(Stored items)
——————————

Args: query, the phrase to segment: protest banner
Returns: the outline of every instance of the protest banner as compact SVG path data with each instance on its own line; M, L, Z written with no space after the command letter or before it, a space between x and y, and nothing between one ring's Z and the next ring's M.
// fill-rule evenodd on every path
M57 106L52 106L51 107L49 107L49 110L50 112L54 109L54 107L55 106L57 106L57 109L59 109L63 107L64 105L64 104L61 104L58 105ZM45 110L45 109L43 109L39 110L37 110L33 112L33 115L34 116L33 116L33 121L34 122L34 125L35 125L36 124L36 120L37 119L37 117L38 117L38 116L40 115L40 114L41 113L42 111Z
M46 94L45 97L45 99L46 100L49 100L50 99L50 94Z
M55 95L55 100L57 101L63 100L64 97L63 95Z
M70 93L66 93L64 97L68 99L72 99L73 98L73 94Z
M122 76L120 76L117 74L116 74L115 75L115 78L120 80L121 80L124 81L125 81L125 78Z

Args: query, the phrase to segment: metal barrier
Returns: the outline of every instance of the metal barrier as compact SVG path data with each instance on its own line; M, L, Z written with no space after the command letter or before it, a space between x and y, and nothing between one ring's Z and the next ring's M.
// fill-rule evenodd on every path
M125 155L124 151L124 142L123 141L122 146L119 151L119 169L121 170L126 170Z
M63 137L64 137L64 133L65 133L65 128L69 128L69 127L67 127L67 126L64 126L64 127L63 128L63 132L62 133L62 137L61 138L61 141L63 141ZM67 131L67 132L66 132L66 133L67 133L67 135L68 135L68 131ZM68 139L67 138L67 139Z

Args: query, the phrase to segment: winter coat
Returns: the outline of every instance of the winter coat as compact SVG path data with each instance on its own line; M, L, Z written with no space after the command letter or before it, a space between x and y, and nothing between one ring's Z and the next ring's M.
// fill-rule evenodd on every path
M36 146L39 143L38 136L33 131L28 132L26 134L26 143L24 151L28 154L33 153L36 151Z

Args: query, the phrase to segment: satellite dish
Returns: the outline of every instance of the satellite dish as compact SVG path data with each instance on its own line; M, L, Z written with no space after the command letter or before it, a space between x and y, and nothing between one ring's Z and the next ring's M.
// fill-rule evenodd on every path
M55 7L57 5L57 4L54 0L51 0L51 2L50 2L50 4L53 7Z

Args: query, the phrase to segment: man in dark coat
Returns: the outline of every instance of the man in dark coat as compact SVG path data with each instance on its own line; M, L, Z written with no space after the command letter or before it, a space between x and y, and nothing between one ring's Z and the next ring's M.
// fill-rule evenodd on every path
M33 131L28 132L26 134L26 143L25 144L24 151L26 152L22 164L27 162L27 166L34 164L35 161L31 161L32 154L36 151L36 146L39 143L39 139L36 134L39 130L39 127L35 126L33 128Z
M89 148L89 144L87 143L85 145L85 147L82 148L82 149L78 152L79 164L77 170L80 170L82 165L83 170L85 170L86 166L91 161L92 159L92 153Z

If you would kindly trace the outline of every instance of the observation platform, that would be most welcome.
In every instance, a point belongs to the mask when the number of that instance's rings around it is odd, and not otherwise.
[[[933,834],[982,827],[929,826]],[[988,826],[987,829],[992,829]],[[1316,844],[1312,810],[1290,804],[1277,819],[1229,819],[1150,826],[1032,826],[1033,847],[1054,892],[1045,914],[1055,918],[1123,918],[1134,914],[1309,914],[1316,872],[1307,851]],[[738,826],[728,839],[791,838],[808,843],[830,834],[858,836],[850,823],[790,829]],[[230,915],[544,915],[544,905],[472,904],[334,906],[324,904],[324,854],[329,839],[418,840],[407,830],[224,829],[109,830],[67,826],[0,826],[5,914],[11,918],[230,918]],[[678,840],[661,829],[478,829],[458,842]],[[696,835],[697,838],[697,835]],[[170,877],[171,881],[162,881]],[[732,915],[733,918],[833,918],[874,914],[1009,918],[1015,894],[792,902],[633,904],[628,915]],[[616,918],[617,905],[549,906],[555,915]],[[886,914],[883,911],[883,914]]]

——————————

* _REQUIREMENTS_: Reproduce the entries verbatim, from the start through the line containing "M122 76L120 76L117".

* _RESULT OF THE TASK_:
Args: query, the phrase to segment: protest banner
Returns: the outline of every instance of the protest banner as compact SVG path data with each instance on its own line; M, L, Z written with no space after the command letter or before it, a space between x and y, and nothing between one ring's Z and the next ring's M.
// fill-rule evenodd on every path
M57 106L52 106L51 107L49 107L49 110L50 112L54 109L54 107L55 106L57 106L57 109L59 109L63 107L64 105L64 104L61 104L58 105ZM45 110L45 109L43 109L39 110L37 110L33 112L33 115L34 116L33 116L33 121L34 122L34 125L35 125L36 124L36 120L37 119L37 117L38 117L38 116L40 115L40 114L41 113L42 111Z
M46 94L45 97L45 99L46 100L49 100L50 99L50 94Z
M55 95L55 100L57 101L63 100L64 97L63 95Z
M70 93L66 93L64 97L68 99L72 99L73 98L73 94Z
M122 76L120 76L117 74L116 74L115 75L115 78L120 80L121 80L124 81L125 81L125 78Z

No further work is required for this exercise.